[Study material — start]
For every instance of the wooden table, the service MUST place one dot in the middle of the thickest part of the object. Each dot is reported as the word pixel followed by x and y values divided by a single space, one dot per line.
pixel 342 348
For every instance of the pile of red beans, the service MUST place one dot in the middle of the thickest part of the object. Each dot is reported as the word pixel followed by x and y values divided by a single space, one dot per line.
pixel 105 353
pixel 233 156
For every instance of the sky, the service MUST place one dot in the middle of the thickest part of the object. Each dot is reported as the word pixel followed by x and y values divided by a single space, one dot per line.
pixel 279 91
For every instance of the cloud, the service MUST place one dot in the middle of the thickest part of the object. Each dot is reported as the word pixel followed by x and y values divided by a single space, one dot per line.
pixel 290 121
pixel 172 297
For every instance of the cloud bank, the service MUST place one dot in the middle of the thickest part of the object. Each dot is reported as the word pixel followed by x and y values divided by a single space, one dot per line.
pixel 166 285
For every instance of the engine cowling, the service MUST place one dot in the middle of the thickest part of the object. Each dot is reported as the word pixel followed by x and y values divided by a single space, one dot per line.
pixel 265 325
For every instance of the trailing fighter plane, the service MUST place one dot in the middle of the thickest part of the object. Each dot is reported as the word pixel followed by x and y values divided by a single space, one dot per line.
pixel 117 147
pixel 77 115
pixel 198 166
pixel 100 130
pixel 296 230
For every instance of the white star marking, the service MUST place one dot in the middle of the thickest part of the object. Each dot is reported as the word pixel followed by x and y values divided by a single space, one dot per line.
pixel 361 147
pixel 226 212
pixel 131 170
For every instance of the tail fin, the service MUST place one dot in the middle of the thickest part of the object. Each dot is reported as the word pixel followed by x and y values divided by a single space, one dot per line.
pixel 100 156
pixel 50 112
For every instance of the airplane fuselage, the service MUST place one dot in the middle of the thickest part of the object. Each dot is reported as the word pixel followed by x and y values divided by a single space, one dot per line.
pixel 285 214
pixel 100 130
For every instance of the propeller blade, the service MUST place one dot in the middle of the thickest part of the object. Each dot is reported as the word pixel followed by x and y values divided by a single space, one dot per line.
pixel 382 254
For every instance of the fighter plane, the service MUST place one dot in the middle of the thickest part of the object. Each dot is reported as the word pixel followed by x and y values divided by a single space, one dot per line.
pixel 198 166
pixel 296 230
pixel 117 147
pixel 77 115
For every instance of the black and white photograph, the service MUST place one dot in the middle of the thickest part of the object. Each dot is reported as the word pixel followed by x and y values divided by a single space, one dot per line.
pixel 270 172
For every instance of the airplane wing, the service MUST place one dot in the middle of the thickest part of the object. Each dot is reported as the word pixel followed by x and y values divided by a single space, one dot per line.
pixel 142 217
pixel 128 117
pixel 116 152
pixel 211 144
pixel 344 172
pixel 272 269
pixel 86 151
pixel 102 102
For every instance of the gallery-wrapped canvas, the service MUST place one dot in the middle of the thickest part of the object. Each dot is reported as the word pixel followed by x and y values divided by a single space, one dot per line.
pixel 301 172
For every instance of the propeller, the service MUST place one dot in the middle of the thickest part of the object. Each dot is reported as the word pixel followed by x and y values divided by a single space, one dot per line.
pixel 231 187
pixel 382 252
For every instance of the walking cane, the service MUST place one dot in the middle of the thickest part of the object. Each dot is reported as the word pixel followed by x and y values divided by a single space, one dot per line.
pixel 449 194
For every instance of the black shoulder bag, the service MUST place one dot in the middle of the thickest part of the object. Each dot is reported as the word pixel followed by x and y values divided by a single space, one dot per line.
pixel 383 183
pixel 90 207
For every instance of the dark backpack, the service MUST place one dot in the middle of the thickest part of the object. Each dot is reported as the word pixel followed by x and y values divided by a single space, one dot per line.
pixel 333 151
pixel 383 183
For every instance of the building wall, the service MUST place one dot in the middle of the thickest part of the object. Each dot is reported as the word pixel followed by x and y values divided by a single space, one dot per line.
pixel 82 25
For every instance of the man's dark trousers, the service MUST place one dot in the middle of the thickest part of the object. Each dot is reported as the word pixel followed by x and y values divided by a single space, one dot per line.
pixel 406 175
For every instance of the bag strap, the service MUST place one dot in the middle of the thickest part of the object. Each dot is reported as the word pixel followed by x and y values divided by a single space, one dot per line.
[Study material — finish]
- **Exercise objective**: Reproduce every entry above. Make each line identical to the original.

- **Result**:
For every instance of the wooden table, the service MUST place one dot in the middle of the thickest part of the object. Each dot is reported as the word pixel followed by x and y values divided by a single space, one dot per line.
pixel 342 348
For every instance of the pile of red beans, the service MUST place one dot in the middle of the thickest part of the object. Each dot is reported as the word pixel followed by x and y values divided by a single space, one dot per line.
pixel 105 353
pixel 233 156
For every instance of the sky, the service MUST place one dot in the middle of the thickest part of the object. Each dot is reported as the word pixel followed by x and y values divided by a single space, one dot per line.
pixel 279 91
For every instance of the cloud, the service MUST place one dot in the middle of the thickest part of the object. Each dot is reported as the word pixel followed by x and y values divided by a single space, one dot per line.
pixel 290 121
pixel 172 297
For every instance of the cloud bank, the service MUST place one dot in the middle of the thickest part of the object. Each dot is reported as the word pixel followed by x and y values divided by a single space, one dot per line.
pixel 166 285
For every instance of the engine cowling, the service MUST place one dot in the middle of the thickest part of the object. Each dot is reported as the word pixel followed by x and y values divided by a single space, one dot per line.
pixel 265 325
For every instance of the trailing fighter plane, the service MUST place one dot in the middle of the thickest part of the object. Each dot is reported as the word pixel followed by x and y values divided by a single space, one dot per line.
pixel 117 147
pixel 77 115
pixel 198 166
pixel 100 130
pixel 296 230
For every instance of the white star marking, the service MUST place one dot in the middle of the thickest part of the object. Each dot is reported as the word pixel followed by x and y values divided by a single space, one dot per line.
pixel 361 147
pixel 226 212
pixel 131 170
For every instance of the tail fin, the service MUST place one dot in the middle of the thickest part of the object. Each dot is reported as the word pixel followed by x and y values divided by a single space, one dot per line.
pixel 100 156
pixel 50 112
For every instance of the airplane fuselage, the service MUST place one dot in the middle of the thickest part of the object. Each dot is reported as the word pixel followed by x and y values divided by a single space, one dot per line.
pixel 285 214
pixel 100 130
For every instance of the propeller blade, the service MUST place one dot in the middle of the thickest part of the object. Each dot is reported as the word pixel followed by x and y values divided by a single space, one dot per line.
pixel 382 254
For every instance of the fighter plane, the service MUST place one dot in the middle of the thickest part of the object. Each dot is reported as the word pixel followed by x and y values divided by a single space, one dot per line.
pixel 198 166
pixel 296 230
pixel 117 147
pixel 77 115
For every instance of the black and white photograph, the service MUST place one dot in the middle of the thickest part of the object. Each dot is reported as the word pixel followed by x and y values divided by a single space, one dot per line.
pixel 270 172
For every instance of the airplane wing, the service MUST place one dot in the middle of the thickest part of the object. Each dot is reported as the word pixel followed by x and y values divided by a single space, one dot per line.
pixel 142 217
pixel 128 117
pixel 116 152
pixel 211 144
pixel 344 172
pixel 272 269
pixel 86 151
pixel 102 102
For every instance of the gallery-wrapped canvas, the service MUST place one dot in the middle of the thickest part of the object. Each dot is reported as the word pixel followed by x and y values divided by a single space, one dot per line.
pixel 301 172
For every instance of the propeller, the service MUST place one dot in the middle of the thickest part of the object. Each dot is reported as the word pixel followed by x and y values divided by a single space, one dot per line.
pixel 231 187
pixel 382 252
For every instance of the walking cane, the service MUST place one dot in the middle of the thickest part of the object. Each dot is reported as the word pixel followed by x and y values divided by a single space, one dot per line.
pixel 449 194
For every instance of the black shoulder bag, the service MUST place one dot in the middle of the thickest part of the object. Each dot is reported as the word pixel followed by x and y values divided by a single space, one dot per line.
pixel 383 183
pixel 90 207
For every instance of the dark backpack, the service MUST place one dot in the middle of the thickest part of the object. Each dot is reported as the word pixel followed by x and y values divided by a single space, one dot per line.
pixel 333 151
pixel 383 183
For every instance of the building wall, the service MUST place one dot in the middle of the thickest part of the object. Each dot is reported as the word pixel followed by x and y values divided by a single space, one dot per line.
pixel 82 25
For every instance of the man's dark trousers, the service MUST place one dot in the middle of the thickest part of the object. Each dot is reported as the word pixel followed by x and y values divided by a single space, one dot per line.
pixel 406 175
For every instance of the bag strap, the service MUST place one dot in the middle of the thickest part of the object. Each dot is reported as the word pixel followed by x and y values divided by a single space, one dot per line.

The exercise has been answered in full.